* [EXERCISE PASSAGE]
Content starts
With a number of partnerships and initiatives, the two largest payment companies, Visa and Mastercard, are accelerating the crypto revolution.
While Mastercard plans to expand its selection of cryptocurrency payment cards by partnering with more crypto companies, Visa is introducing a new tokenized platform.
To provide payment cards tied to cryptocurrencies, the business has already worked with exchanges including Binance, Nexo, and Gemini.
“We have dozens of partners around the world who offer crypto card programmes, and they continue to expand,”
Mastercard’s head of blockchain and cryptocurrencies, Raj Dhamodharan, told Reuters.
The payment network announced the introduction of Mastercard Crypto Credential on Thursday. It will offer a standard and infrastructure for confirming customer and corporate interactions on blockchain networks and Lirium, Bit2Me, Mercado Bitcoin, and Uphold are the partners.
The pilot will concentrate on making transfers possible across corridors in the U.S., the Caribbean, and Latin America. Additionally, Aptos Labs, Ava Labs, Polygon, and Solana are just a few of the public blockchain networks with which Mastercard is working.
The Mastercard Crypto Credential will be made available to developers in each ecosystem with the help of each party.
On the other hand, Visa collaborated with Agrotoken, Microsoft, and Sinqia to create a programmable financial platform for small- and medium-sized enterprises and farmers.
Content ends
* [TASK REQUIREMENTS]
• 1. Answer these questions about the passage on Visa and Mastercard crypto initiatives, one line each:
(a) Who is Mastercard's head of blockchain and cryptocurrencies?
(b) Which regions' transfer corridors will the pilot concentrate on?
(c) Which companies did Visa collaborate with to create its programmable financial platform?
• 2. Write out the stretch of the passage on Visa and Mastercard crypto initiatives from "While Mastercard plans" through "are the partners.", keeping every word and punctuation mark unchanged.
• 3. Extend the passage on Visa and Mastercard crypto initiatives with the next part, beginning after its closing sentence about Visa's platform.

(Collection entries)
Content starts
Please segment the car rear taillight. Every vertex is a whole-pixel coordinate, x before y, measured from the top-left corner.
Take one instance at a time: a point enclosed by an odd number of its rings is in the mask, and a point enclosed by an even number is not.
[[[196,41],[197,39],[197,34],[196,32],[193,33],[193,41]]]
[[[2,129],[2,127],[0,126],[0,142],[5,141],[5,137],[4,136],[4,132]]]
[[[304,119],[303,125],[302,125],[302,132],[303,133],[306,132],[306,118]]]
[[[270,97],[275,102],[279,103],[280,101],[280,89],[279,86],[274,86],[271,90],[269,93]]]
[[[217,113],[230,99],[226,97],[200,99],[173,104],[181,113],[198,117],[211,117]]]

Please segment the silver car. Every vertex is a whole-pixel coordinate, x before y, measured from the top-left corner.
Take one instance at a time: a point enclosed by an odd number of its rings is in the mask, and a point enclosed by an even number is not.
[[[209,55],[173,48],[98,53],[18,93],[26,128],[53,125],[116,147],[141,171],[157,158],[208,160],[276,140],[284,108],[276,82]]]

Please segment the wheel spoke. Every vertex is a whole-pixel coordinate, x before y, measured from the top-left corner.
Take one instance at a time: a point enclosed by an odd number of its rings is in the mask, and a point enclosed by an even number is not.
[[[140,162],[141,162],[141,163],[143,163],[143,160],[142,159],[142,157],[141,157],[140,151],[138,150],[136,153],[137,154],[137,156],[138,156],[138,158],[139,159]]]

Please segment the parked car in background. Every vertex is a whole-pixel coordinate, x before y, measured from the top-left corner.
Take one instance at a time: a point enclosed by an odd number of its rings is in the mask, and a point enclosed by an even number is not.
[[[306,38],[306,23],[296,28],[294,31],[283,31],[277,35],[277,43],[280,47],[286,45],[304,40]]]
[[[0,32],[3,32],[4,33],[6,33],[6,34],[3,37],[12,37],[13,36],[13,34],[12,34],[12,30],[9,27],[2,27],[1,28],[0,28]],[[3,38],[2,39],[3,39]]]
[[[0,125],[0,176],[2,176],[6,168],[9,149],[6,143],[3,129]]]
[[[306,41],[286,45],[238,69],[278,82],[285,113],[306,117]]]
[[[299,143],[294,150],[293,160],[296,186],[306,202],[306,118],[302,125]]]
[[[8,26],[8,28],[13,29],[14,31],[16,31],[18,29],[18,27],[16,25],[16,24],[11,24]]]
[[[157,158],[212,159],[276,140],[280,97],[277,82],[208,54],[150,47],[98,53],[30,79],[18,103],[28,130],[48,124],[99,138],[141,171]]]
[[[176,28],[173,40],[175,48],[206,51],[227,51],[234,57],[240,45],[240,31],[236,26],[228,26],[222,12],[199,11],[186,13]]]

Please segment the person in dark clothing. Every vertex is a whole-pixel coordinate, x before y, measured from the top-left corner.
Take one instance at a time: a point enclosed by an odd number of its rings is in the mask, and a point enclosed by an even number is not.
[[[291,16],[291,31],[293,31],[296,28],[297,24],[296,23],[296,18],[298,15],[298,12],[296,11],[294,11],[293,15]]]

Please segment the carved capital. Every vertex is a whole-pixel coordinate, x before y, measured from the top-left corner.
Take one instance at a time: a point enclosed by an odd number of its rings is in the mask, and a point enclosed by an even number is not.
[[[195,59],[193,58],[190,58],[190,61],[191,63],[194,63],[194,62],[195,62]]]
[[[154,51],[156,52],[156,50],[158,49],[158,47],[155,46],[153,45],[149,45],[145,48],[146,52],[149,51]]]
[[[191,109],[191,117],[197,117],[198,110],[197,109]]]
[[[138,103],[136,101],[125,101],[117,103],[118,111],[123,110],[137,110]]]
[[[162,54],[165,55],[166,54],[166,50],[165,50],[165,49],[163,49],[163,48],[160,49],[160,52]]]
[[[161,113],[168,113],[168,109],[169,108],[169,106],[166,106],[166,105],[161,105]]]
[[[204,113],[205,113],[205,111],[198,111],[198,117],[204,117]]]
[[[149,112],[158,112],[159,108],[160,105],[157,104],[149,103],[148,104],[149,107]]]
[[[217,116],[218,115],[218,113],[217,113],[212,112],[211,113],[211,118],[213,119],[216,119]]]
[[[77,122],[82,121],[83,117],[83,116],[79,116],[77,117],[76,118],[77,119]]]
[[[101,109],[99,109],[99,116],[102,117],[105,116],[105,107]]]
Content ends
Content starts
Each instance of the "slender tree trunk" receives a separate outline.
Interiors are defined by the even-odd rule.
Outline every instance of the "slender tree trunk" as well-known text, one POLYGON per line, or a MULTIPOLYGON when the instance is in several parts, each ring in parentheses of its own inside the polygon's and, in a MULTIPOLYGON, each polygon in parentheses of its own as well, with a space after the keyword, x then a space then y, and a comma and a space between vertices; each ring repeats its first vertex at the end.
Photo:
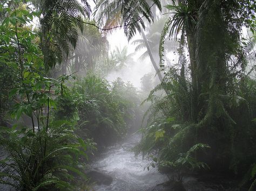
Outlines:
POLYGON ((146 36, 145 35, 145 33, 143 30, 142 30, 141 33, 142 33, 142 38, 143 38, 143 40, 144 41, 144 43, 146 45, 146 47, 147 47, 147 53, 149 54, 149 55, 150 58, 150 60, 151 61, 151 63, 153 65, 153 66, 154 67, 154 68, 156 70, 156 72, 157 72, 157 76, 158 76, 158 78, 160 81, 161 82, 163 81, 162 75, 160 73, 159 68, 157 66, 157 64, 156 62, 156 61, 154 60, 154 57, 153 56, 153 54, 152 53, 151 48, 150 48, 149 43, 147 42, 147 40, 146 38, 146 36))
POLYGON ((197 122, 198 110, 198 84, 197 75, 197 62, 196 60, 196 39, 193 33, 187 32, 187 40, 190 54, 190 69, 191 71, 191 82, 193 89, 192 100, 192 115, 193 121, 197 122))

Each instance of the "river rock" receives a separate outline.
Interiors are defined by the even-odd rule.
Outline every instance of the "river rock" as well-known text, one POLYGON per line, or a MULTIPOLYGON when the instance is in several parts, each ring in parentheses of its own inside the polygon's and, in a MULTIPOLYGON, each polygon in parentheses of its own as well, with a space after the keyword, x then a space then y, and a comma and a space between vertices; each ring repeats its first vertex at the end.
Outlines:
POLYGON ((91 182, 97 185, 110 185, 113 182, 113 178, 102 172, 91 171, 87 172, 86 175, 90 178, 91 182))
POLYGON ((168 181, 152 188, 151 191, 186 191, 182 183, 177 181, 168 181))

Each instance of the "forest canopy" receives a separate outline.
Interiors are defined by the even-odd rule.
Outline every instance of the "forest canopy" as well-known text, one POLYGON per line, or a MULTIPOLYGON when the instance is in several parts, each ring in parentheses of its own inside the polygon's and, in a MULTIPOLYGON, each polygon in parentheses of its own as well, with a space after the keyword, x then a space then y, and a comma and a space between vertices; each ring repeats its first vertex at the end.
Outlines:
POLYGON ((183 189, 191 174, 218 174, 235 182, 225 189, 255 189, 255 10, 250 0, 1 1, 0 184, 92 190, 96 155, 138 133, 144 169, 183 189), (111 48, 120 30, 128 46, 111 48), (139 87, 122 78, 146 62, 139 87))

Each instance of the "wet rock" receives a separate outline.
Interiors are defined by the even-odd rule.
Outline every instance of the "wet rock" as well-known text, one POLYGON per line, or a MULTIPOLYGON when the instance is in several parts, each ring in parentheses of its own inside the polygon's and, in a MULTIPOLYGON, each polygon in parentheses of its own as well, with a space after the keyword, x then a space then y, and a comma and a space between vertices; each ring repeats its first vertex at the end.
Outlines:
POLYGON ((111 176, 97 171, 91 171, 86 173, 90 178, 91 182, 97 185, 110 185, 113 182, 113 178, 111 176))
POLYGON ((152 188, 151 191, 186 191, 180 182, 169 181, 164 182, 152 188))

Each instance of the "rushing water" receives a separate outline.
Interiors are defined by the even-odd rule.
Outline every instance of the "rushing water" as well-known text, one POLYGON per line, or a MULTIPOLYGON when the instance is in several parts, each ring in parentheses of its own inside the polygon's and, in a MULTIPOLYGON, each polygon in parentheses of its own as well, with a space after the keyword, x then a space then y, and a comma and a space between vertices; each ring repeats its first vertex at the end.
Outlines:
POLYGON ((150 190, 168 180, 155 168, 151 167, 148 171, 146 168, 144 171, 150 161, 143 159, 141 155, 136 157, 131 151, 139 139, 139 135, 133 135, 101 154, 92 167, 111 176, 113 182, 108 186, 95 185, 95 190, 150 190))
Content ends
* [ANSWERS TO THIS EXERCISE]
• 1.
(a) Raj Dhamodharan
(b) The U.S., the Caribbean, and Latin America
(c) Agrotoken, Microsoft, and Sinqia

• 2.
While Mastercard plans to expand its selection of cryptocurrency payment cards by partnering with more crypto companies, Visa is introducing a new tokenized platform.
To provide payment cards tied to cryptocurrencies, the business has already worked with exchanges including Binance, Nexo, and Gemini.
“We have dozens of partners around the world who offer crypto card programmes, and they continue to expand,”
Mastercard’s head of blockchain and cryptocurrencies, Raj Dhamodharan, told Reuters.
The payment network announced the introduction of Mastercard Crypto Credential on Thursday. It will offer a standard and infrastructure for confirming customer and corporate interactions on blockchain networks and Lirium, Bit2Me, Mercado Bitcoin, and Uphold are the partners.

• 3.
By converting Brazilian legal papers into an on-chain tradable NFT, the platform will make use of already-existing financial assets and procedures to enable farmers to tokenize conventional contracts. Real Digital Future (CBDC) and other CBDCs, stablecoins, or tokenized deposits are connected via Visa’s Universal Payment Channel (UPC), providing cross-currency compatibility.
Using several interoperable forms of money, the prototype platform may allow a producer of maize, for instance, to develop and auction a contract tokenized in an approved version of the Ethereum blockchain and therefore expand their reach beyond local markets.
The most recent market maneuvers by Visa and Mastercard are encouraging for increased acceptance of cryptocurrencies. In recent months, banks and accountants have grown cautious when dealing with the cryptocurrency industry.
The company that audited Binance, Mazars, announced its breakup with the business in December. Following a turbulent 2022, banks have most definitely not embraced the idea of adopting cryptocurrencies in recent months.